[Object detection data]
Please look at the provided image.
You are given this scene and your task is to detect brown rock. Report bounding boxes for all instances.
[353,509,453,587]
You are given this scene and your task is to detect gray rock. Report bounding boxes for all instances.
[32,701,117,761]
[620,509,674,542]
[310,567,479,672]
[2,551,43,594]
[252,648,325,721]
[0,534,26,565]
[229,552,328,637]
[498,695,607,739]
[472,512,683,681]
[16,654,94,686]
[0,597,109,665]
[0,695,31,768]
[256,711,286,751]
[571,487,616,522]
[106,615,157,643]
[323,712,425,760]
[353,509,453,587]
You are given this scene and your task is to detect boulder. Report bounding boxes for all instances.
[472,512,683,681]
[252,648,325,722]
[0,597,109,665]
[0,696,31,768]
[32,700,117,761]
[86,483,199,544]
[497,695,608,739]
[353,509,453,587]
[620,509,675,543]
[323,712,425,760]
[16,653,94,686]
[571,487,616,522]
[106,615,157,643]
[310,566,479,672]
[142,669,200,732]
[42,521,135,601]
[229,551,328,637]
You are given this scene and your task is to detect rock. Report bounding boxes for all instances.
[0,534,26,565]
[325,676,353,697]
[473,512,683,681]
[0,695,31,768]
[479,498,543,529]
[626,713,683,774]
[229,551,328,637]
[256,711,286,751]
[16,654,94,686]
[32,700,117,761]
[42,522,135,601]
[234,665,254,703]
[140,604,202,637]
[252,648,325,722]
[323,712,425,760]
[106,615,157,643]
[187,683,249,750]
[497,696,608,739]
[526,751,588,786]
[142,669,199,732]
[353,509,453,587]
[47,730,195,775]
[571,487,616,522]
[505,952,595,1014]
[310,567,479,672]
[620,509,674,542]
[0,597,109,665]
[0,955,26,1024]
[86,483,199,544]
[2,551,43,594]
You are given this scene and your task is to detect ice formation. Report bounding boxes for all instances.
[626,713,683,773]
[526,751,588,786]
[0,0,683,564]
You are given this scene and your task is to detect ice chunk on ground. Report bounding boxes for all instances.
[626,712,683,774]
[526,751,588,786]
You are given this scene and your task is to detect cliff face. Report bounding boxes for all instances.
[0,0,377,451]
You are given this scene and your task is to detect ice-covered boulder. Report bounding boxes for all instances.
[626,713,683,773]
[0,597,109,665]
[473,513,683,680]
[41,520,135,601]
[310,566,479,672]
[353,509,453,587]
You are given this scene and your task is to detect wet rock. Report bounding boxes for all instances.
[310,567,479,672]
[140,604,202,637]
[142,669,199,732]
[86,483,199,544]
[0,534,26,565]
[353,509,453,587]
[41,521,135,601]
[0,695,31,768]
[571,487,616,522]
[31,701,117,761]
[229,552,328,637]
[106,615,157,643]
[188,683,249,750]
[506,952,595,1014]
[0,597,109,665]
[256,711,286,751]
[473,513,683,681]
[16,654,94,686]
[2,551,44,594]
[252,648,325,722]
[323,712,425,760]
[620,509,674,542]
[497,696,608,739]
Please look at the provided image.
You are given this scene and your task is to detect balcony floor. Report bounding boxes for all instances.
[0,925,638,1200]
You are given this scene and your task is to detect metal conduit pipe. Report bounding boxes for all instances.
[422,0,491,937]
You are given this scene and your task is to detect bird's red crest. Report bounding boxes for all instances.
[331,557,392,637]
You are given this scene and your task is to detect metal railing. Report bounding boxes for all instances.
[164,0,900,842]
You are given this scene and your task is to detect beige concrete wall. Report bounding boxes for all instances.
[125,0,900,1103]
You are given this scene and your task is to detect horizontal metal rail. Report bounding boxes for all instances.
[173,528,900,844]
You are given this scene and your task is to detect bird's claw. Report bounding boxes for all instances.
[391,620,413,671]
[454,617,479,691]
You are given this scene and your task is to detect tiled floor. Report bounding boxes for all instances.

• REQUIRED WORK:
Pull out each line of the items above that contains the word "boulder".

• TASK RESULT:
You are given this scene and your task is to detect boulder. Report bounding boxes for all instances.
You are given this scene and your task is to detect ice-covered boulder. Report bounding boxes for all instances.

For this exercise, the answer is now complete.